> _Description of the task_: List every line in the rows below that contains the string “curly”, matching case exactly.

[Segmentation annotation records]
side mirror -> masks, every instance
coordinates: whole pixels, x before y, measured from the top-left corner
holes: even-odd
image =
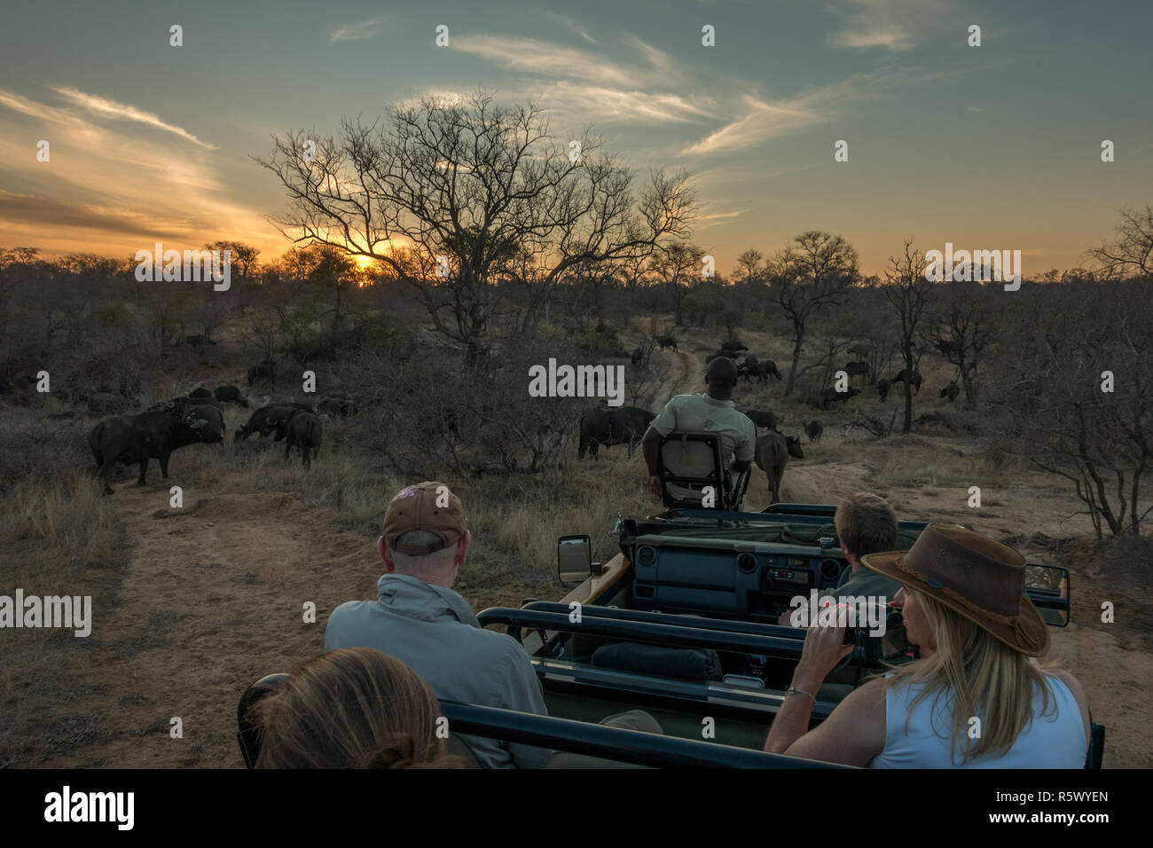
[[[1069,623],[1069,569],[1025,565],[1025,594],[1046,624],[1063,628]]]
[[[593,542],[587,535],[557,539],[557,576],[562,583],[580,583],[593,573]]]

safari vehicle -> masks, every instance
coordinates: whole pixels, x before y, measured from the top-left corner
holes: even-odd
[[[673,455],[695,458],[677,467]],[[615,765],[829,767],[762,748],[805,639],[804,629],[782,626],[778,617],[794,608],[798,595],[835,594],[849,568],[832,523],[836,508],[731,509],[744,498],[747,473],[724,482],[711,436],[677,434],[664,440],[660,457],[666,509],[618,519],[611,532],[620,549],[616,556],[594,564],[589,536],[563,536],[558,573],[562,583],[579,585],[559,601],[528,600],[520,608],[477,614],[482,626],[504,625],[523,645],[549,715],[442,701],[450,725],[578,753],[612,751]],[[714,498],[721,509],[701,505]],[[898,548],[909,549],[926,526],[899,521]],[[1046,622],[1065,626],[1068,570],[1028,564],[1026,583]],[[899,613],[889,613],[886,624],[883,637],[860,626],[846,632],[853,652],[816,692],[811,727],[869,673],[914,658]],[[665,735],[597,723],[632,708],[656,718]],[[242,750],[244,710],[242,699]],[[253,728],[247,733],[251,745]],[[1094,723],[1086,767],[1100,767],[1103,744],[1105,728]]]

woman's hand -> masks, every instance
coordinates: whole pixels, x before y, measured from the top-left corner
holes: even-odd
[[[805,650],[793,673],[793,685],[798,689],[804,689],[805,684],[820,686],[829,671],[853,652],[853,646],[845,645],[844,639],[844,628],[822,626],[820,623],[809,628],[805,635]]]

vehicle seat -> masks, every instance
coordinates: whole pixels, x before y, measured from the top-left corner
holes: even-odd
[[[593,652],[594,668],[635,671],[654,677],[707,683],[721,680],[721,658],[716,651],[661,647],[635,641],[602,645]]]
[[[713,487],[713,508],[740,511],[749,472],[733,480],[721,456],[721,437],[715,433],[670,433],[657,448],[657,475],[664,505],[670,509],[701,509],[704,487]]]

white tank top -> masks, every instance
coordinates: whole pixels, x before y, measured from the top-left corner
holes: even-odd
[[[892,675],[887,675],[891,677]],[[909,705],[924,688],[899,683],[887,686],[884,696],[884,749],[869,763],[871,768],[1083,768],[1088,740],[1077,699],[1064,682],[1046,676],[1050,683],[1049,714],[1041,716],[1045,704],[1040,688],[1033,695],[1033,720],[1002,756],[982,756],[962,764],[962,741],[957,760],[951,753],[952,697],[927,696],[912,715]],[[1053,699],[1056,700],[1054,708]],[[909,730],[905,719],[909,718]],[[985,721],[982,712],[978,718]],[[967,728],[967,725],[966,725]],[[964,740],[965,743],[969,738]]]

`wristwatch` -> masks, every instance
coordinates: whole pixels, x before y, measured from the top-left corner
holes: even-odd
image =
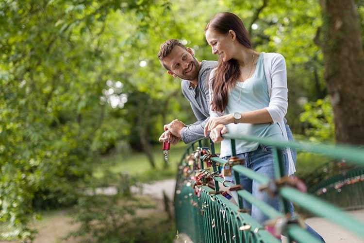
[[[239,119],[241,118],[241,114],[239,112],[234,112],[232,115],[232,117],[234,118],[234,124],[237,124],[239,123]]]

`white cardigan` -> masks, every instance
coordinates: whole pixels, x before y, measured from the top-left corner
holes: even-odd
[[[273,123],[278,123],[286,141],[288,140],[285,125],[283,121],[288,106],[288,89],[287,88],[287,70],[284,57],[277,53],[262,52],[264,62],[264,72],[265,75],[268,93],[270,98],[269,105],[265,107],[272,117]],[[210,100],[212,100],[212,87],[211,78],[215,70],[214,69],[210,74],[209,87],[210,89]],[[211,110],[210,105],[210,117],[222,116],[221,112]],[[286,152],[288,157],[288,174],[291,175],[296,172],[291,149],[287,148]]]

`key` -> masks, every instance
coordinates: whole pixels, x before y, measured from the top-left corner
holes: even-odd
[[[163,145],[162,149],[163,150],[163,154],[165,156],[165,161],[168,163],[168,151],[169,150],[170,143],[169,141],[165,141],[165,139],[163,139]]]

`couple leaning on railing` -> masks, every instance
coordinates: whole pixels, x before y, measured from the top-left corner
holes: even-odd
[[[288,89],[283,56],[254,50],[241,19],[231,13],[216,15],[205,29],[205,35],[213,53],[218,55],[218,62],[198,61],[193,50],[176,39],[161,45],[160,61],[169,74],[182,79],[182,93],[198,121],[187,126],[177,120],[172,121],[165,125],[160,140],[166,139],[173,144],[182,139],[187,143],[201,138],[202,134],[209,134],[214,142],[222,140],[220,156],[225,158],[232,156],[229,139],[221,137],[228,131],[287,140],[291,132],[284,118]],[[239,140],[236,149],[238,156],[245,158],[247,167],[274,177],[271,148],[256,141]],[[290,149],[280,156],[285,174],[293,174],[296,170]],[[254,196],[280,209],[279,200],[258,190],[253,180],[242,177],[241,181]],[[266,219],[254,206],[245,203],[258,222]]]

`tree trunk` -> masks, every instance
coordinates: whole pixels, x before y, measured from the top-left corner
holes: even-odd
[[[364,53],[354,0],[321,0],[324,77],[337,142],[364,144]]]
[[[141,99],[141,100],[143,100]],[[138,126],[139,139],[143,151],[148,158],[149,163],[153,169],[155,169],[155,162],[153,156],[153,149],[148,140],[148,119],[150,115],[150,109],[149,104],[139,102],[138,104],[139,112],[138,113]]]

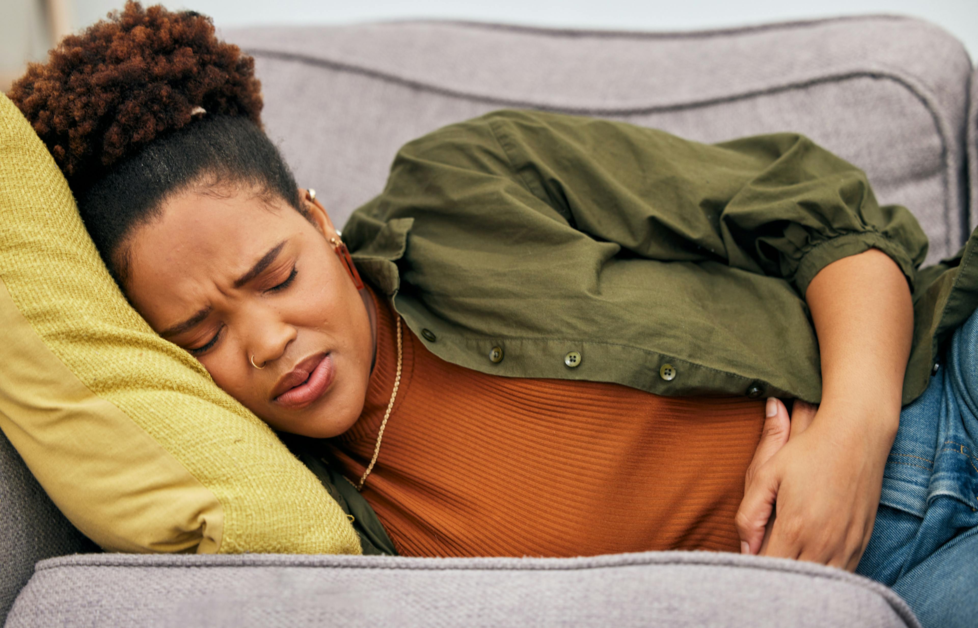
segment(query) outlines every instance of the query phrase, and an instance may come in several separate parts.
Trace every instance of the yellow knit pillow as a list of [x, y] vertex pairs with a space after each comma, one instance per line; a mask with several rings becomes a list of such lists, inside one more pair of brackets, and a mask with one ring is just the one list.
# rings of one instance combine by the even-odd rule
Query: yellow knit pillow
[[0, 429], [107, 550], [359, 554], [275, 433], [126, 303], [0, 94]]

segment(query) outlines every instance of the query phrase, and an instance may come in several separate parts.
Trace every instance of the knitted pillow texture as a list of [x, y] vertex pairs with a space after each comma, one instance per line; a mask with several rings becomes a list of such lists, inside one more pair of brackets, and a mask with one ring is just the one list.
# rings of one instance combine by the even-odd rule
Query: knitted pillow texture
[[78, 529], [110, 551], [360, 553], [316, 477], [128, 305], [2, 94], [0, 212], [0, 429]]

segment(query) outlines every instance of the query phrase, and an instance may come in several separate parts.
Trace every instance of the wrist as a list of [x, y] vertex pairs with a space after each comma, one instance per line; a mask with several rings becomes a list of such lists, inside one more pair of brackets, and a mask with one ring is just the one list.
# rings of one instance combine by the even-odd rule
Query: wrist
[[858, 431], [864, 437], [875, 435], [889, 448], [900, 427], [900, 398], [886, 399], [885, 397], [823, 395], [816, 420], [832, 423], [833, 429]]

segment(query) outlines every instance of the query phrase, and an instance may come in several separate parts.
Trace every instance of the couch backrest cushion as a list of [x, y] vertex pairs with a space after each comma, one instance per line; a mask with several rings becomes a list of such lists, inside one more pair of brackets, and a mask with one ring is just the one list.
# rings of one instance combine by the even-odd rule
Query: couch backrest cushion
[[0, 433], [0, 626], [42, 559], [98, 551], [55, 507]]
[[968, 181], [970, 207], [968, 229], [978, 228], [978, 70], [971, 75], [971, 99], [967, 123]]
[[263, 119], [333, 221], [382, 188], [396, 149], [504, 106], [627, 120], [704, 142], [798, 131], [907, 205], [929, 261], [966, 229], [971, 63], [918, 20], [843, 18], [692, 33], [406, 21], [222, 33], [256, 60]]
[[75, 526], [129, 552], [359, 553], [316, 477], [129, 307], [2, 95], [0, 208], [0, 429]]

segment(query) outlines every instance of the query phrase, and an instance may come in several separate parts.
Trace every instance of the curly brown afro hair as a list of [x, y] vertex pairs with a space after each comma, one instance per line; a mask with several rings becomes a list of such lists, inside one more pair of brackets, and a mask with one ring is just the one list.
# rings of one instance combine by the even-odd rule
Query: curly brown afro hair
[[260, 129], [260, 87], [254, 60], [218, 41], [206, 16], [129, 1], [31, 63], [8, 96], [77, 190], [187, 125], [195, 107]]

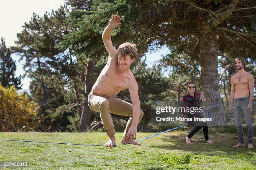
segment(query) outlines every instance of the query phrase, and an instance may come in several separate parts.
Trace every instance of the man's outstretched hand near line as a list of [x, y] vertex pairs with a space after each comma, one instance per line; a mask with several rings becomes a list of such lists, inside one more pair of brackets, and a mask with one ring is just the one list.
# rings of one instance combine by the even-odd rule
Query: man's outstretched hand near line
[[113, 15], [109, 24], [113, 27], [116, 27], [121, 24], [120, 22], [121, 22], [121, 20], [122, 19], [121, 19], [118, 15]]
[[138, 145], [141, 146], [141, 143], [135, 141], [136, 140], [137, 136], [137, 126], [131, 125], [126, 137], [123, 137], [121, 143], [122, 144], [125, 143], [131, 143], [134, 145]]

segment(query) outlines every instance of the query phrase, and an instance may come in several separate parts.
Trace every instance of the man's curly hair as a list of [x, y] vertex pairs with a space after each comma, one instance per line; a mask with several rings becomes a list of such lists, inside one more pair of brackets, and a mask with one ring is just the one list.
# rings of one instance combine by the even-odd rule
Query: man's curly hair
[[137, 57], [137, 48], [136, 45], [130, 42], [126, 42], [120, 45], [118, 49], [118, 55], [126, 56], [129, 54], [131, 59], [135, 60]]

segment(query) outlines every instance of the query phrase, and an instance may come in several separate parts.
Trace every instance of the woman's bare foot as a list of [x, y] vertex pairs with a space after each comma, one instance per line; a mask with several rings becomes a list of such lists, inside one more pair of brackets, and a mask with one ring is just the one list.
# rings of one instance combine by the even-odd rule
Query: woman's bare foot
[[212, 142], [211, 140], [205, 140], [205, 142], [209, 143], [211, 143], [211, 144], [213, 143], [213, 142]]
[[186, 142], [188, 144], [191, 144], [191, 142], [190, 141], [190, 139], [188, 138], [187, 136], [186, 137]]
[[139, 143], [138, 142], [136, 142], [134, 140], [130, 140], [126, 139], [125, 137], [123, 137], [122, 138], [122, 140], [121, 140], [121, 143], [122, 144], [124, 144], [125, 143], [131, 143], [131, 144], [134, 145], [138, 145], [139, 146], [141, 146], [141, 143]]
[[233, 147], [239, 147], [240, 146], [244, 146], [244, 144], [242, 144], [241, 143], [238, 143], [235, 146], [233, 146]]
[[252, 149], [253, 148], [253, 147], [251, 143], [248, 144], [248, 148], [250, 149]]
[[115, 136], [112, 135], [109, 136], [108, 138], [109, 139], [108, 142], [105, 143], [104, 146], [113, 148], [114, 146], [115, 145]]

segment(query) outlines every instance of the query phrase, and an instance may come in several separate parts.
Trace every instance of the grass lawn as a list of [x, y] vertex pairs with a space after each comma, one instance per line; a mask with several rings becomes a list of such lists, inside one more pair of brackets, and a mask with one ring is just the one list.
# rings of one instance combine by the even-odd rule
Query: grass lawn
[[[210, 139], [215, 143], [210, 144], [205, 142], [201, 130], [192, 138], [193, 144], [188, 145], [184, 142], [188, 132], [176, 130], [142, 140], [141, 147], [113, 149], [0, 141], [0, 161], [28, 161], [28, 167], [22, 169], [256, 169], [256, 145], [253, 149], [248, 149], [247, 143], [245, 147], [232, 148], [238, 142], [236, 134], [213, 132], [210, 128]], [[154, 134], [140, 132], [137, 137]], [[122, 135], [117, 133], [117, 144]], [[105, 133], [100, 132], [2, 132], [0, 138], [100, 145], [108, 140]]]

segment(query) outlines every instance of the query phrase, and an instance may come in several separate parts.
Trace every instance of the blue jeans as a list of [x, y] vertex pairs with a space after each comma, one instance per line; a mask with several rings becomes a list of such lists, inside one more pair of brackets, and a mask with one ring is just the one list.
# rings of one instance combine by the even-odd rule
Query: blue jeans
[[234, 120], [238, 135], [239, 143], [244, 144], [243, 130], [242, 125], [243, 113], [244, 115], [246, 126], [247, 127], [247, 142], [253, 143], [253, 128], [251, 121], [251, 113], [247, 110], [249, 104], [249, 96], [234, 100]]

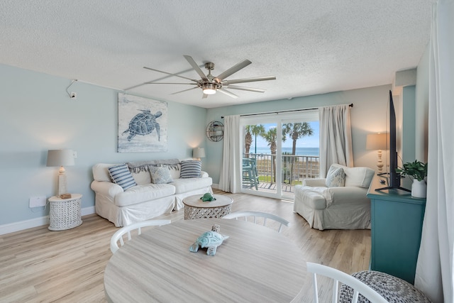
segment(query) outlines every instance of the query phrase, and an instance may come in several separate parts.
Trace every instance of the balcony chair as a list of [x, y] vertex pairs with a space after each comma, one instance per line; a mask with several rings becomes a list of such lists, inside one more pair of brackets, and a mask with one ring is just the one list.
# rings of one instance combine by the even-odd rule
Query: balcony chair
[[366, 197], [375, 175], [369, 167], [333, 164], [324, 179], [304, 179], [294, 189], [294, 211], [313, 228], [370, 228]]
[[258, 175], [255, 159], [243, 159], [243, 185], [258, 190]]

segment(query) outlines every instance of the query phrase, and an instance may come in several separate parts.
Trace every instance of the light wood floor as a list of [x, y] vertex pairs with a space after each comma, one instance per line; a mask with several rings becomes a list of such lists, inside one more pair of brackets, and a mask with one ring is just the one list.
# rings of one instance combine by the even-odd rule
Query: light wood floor
[[[282, 233], [299, 247], [306, 261], [352, 273], [366, 270], [370, 255], [370, 231], [326, 230], [309, 227], [293, 213], [293, 204], [243, 194], [228, 194], [232, 211], [260, 211], [289, 220]], [[159, 219], [182, 220], [184, 210]], [[109, 241], [118, 230], [96, 214], [82, 217], [75, 228], [50, 231], [47, 226], [0, 236], [0, 302], [105, 302], [104, 271], [111, 256]], [[313, 302], [307, 275], [301, 302]], [[322, 280], [321, 302], [329, 301], [331, 284]]]

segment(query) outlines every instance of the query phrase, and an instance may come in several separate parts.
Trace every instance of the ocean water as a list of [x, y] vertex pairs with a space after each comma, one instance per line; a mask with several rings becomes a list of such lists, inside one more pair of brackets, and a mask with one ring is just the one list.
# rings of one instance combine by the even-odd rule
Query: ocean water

> _Solution_:
Trace every instance of the curly brown afro hair as a list of [x, y] vertex pairs with a space after each comma, one instance per line; a mask with several rings becomes a list of such lists, inside one more pair of brackets, and a mask with one ring is just the one list.
Query: curly brown afro hair
Trace every instance of the man's curly hair as a list of [x, y] vertex pairs with a space after each comma, one instance per line; a mask with several rings becomes a list of such lists, inside one more pair of brackets, and a mask with one ring is just the one list.
Query: man's curly hair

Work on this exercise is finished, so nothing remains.